◆ STUDY TEXT
In prison, it is considered to be a privilege to be a part of the general population (G.P.). And it is considered a punishment to be placed in a segregated housing unit (SHU). In order to compel prisoners to abide by the rules of the prison, this system of reward and punishment is put into place.

Here are a few key differences between G.P. and a SHU:
In G.P., you may get to come out of your cell for two to three hours a day. You live with a cellmate. You may have access to the gym and library. You may spend any funds you have on canteen items. You may walk to the chow hall, and you may walk to medical and any other program you attend.

In a segregated housing unit, you are in your cell for twenty-three to twenty-four hours a day. You may or may not have a cellmate. You have no access to the gym and the only books you have access to are the ones the librarian sends to segregation. You may only spend funds on legal material, stationary, and hygiene products. You have your food brought to your door as well as your medication, and your opportunity to participate in programs is limited.

Now, I shall elaborate upon this contradiction and give you the views of a politically conscious prisoner. Most prisoners are so uneducated and illiterate that if a topic doesn't show up on television, they know nothing about it. To be placed in segregation away from their "idiot box" would bring them unbearable anguish. They also cannot do without being able to get on the telephone, shake their loved ones down for money, and then spending it all on extremely over-priced canteen items. The young hip-hop generation cannot imagine having to exist without the support of their fellow gang members to boost their courage to oppress another, or trade hedonistic rap songs with one another.

Therefore, being placed in a segregated housing unit is terrifying to most prisoners. So much so, that they will tap-dance, bend over backwards and shine the warden's boots. Quietly suffering verbal abuse and humiliation from corrupt psychotic pigs. And when their frustration builds up, they will direct their anger at another prisoner, never abasing the iron hand oppressor.

◆ EXERCISE DATA

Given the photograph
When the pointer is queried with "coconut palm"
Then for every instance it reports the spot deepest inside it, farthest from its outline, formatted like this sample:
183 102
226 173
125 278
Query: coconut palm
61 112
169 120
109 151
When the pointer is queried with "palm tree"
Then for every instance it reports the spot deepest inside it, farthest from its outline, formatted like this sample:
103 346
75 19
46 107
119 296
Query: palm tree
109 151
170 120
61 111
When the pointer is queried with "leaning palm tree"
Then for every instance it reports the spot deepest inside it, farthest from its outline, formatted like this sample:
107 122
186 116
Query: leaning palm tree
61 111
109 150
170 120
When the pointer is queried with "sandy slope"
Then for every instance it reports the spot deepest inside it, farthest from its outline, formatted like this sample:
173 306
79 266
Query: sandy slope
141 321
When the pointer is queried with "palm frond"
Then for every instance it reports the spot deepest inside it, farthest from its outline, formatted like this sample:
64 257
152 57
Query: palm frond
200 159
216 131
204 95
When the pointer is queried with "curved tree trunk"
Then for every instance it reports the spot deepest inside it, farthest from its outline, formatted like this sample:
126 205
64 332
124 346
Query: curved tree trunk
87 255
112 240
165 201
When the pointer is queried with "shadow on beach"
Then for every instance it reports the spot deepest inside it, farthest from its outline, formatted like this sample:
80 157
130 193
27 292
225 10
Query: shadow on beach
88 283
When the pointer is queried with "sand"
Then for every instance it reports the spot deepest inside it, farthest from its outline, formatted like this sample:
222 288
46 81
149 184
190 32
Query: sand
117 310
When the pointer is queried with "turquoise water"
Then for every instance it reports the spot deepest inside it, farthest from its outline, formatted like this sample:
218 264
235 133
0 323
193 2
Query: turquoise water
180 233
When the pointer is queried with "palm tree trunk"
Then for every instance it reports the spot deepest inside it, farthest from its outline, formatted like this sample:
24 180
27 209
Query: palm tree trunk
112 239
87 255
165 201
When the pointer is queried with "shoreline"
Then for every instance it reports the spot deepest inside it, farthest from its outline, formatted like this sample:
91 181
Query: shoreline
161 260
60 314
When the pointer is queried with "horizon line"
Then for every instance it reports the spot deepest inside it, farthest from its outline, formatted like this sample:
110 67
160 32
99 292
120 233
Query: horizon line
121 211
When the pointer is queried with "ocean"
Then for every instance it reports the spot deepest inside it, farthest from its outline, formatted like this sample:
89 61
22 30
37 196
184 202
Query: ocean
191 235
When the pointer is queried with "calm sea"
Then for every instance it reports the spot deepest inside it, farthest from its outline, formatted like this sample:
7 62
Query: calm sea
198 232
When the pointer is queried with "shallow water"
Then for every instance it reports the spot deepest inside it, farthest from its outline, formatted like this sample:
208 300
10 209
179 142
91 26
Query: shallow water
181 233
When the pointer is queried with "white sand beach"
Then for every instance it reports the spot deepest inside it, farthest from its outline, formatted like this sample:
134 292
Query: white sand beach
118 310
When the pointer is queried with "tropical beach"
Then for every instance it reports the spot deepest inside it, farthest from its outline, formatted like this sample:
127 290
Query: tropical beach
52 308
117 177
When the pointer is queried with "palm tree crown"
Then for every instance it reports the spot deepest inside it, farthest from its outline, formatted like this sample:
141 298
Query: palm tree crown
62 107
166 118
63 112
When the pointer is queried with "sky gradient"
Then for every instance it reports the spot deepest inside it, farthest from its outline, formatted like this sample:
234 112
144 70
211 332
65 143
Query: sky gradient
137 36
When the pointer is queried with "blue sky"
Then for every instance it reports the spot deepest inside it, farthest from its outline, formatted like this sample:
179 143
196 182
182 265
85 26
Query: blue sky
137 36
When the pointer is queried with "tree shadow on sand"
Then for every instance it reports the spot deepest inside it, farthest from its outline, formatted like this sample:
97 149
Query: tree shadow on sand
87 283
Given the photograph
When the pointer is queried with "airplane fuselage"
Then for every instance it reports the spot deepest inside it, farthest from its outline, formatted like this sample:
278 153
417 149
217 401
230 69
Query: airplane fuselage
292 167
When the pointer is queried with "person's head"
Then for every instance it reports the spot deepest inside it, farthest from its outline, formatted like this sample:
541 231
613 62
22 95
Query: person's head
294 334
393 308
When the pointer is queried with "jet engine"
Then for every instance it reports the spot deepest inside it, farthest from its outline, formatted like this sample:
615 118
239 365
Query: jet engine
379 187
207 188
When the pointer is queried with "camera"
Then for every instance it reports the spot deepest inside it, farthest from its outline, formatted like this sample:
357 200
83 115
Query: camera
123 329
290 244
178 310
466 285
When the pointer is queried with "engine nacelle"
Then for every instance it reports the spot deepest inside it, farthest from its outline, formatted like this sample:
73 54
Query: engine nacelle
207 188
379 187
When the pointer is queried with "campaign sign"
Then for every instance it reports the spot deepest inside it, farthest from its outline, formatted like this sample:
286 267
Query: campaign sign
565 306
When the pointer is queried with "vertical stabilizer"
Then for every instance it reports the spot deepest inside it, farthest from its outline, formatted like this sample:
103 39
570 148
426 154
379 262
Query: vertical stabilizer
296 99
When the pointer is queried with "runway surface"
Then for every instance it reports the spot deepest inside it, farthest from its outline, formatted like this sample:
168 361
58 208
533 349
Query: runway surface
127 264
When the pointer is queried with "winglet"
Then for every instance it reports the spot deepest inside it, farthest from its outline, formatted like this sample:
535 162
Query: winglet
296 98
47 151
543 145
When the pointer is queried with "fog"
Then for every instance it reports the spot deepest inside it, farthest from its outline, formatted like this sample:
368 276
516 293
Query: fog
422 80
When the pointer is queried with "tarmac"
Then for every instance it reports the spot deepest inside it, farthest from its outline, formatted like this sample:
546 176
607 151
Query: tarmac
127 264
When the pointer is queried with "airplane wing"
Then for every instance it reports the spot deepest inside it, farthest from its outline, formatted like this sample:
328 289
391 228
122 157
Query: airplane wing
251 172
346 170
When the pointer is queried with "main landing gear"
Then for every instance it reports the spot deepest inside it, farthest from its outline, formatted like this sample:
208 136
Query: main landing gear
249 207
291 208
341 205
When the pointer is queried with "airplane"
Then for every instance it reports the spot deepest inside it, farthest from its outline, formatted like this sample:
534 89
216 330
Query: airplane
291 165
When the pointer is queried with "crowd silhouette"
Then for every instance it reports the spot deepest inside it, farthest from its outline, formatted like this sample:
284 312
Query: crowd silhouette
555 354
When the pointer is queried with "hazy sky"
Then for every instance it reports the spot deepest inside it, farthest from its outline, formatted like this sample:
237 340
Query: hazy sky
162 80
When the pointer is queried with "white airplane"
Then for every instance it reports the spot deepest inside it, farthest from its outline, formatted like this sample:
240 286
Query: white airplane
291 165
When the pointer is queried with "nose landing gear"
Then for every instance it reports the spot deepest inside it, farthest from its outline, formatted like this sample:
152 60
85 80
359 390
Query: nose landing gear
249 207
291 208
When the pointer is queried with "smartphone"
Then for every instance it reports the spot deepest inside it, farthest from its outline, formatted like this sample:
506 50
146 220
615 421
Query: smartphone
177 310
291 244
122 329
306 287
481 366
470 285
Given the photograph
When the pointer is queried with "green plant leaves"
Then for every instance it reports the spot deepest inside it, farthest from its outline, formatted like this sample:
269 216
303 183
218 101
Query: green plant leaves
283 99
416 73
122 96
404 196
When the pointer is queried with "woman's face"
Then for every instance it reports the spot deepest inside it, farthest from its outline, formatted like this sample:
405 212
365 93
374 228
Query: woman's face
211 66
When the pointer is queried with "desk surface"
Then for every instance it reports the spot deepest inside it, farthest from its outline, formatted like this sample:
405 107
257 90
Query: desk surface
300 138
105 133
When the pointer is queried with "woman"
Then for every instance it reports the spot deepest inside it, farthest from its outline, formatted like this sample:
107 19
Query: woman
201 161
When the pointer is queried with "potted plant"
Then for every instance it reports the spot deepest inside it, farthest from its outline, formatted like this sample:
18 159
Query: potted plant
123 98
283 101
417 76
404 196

◆ EXERCISE DETAILS
Carry on the text about general population and segregated housing in prison, starting after its final sentence. The records have no connection to the text about prison housing.

◆ ANSWER
Then there are those of us who do not care for rewards and punishments. We simply choose not to participate in the perpetuation of our own dehumanization. We choose not to assimilate into the machinations of the koncentration kamp. We don't care about snack cakes, sodas, and chips; we'd rather not be brainwashed by the Nazi programs; and we can do without the zombifying tel-a-vision. We find peace in the seclusion of solitary confinement where there are fewer distractions. Without having to be herded like cattle to and from to the chow hall and medical, we have more time to reflect, study and work toward our goal of state-less society.


MIM(Prisons) responds: Yes, we should try to take advantage of any opportunity do the best possible political work we can. For those locked in solitary, this means plenty of time to study and write and think. But we know this isolation has some very negative consequences for humyn physical and mental health.

Organizing is necessarily about interacting with other people. So while it's true that we run into lots of folks who are content to just sit in front of the T.V. and do their time, our challenge is finding ways to reach them. Isolating ourselves from the masses inherently makes us disconnected from them, and also isolates us from potential recruits who are mixed in G.P. and ready to jump on board. For those in seg, this comrade's advice about making it a good use of your time is well placed. But for those with contact with others, let's strive to make the best of it in G.P. too by building and growing the movement.